Could you resume the passage on backtrack algorithms and the design of FILA, writing on from its last sentence?

QUOTED PASSAGE |
** start **
The order in which the 63 images are considered at each cell do differ, but other than that the algorithms are identical if your view of them is limited to the animations. But internally, their designs significantly differ in how they process the 63 images to quickly sift through those that do not fit and identify the ones that do. The two approaches each have certain advantages and disadvantages in efficiency. It was these differences that got me thinking about how to better optimize this aspect of backtrack algorithms that rely on fixed image lists that ultimately led to my design of FILA.
** end **
STORED DATA |
** start **
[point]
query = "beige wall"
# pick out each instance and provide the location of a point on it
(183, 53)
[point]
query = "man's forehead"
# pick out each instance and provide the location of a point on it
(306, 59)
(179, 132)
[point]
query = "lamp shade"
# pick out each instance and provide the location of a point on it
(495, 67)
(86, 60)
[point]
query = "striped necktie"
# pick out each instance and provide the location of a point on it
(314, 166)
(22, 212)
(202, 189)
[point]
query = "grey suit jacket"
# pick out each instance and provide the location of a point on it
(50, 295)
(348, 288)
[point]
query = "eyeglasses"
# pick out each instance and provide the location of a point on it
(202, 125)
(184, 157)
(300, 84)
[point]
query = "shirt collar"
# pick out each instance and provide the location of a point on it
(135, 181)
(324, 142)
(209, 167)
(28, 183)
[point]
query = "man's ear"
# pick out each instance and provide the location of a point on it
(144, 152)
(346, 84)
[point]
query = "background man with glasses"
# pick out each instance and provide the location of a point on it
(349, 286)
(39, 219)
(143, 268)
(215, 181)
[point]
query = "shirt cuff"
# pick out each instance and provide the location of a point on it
** end **
WRITTEN RESPONSE |
During any particular recursive step, most of the images in the list of 63 images will be found to be unusable either because the image corresponds to a piece that is already used, or because it conflicts with pieces already placed on the board, or because it intersects the boundary of the puzzle box itself. Donald Knuth's dancing links (DLX) algorithm,^{1} in contrast, takes the different approach of maintaining dynamic image lists for each puzzle cell and for each puzzle shape, that are continuously pruned and restored during algorithm execution. At any recursive step, for each unfilled puzzle cell a perfect image list is available that includes all images that cover that cell, but only those images that still fit in the puzzle without conflict, and only images for pieces that are still available. Likewise, there is a perfect image list available for each remaining piece that includes all images of that piece that still fit in the puzzle without conflict. But for many problems the time to keep these lists updated is more than the time saved by not having to sift through images that are either no longer available or no longer fit.
Still, many other tiling problems, due to their curious geometries, are not efficiently solved with the simple Fletcher algorithm that always fills the puzzle from lefttoright. DLX's abstract data model easily supports any conceivable ordering heuristic allowing it to better solve these problems. Further, this same abstract data model allows it to be used for a wide variety of problem domains that go beyond tiling problems in Z^n space. Recognizing their performance advantages, FILA was designed to use fixed (precalculated) image lists, but also have the flexibility to be easily used with a variety of ordering heuristics.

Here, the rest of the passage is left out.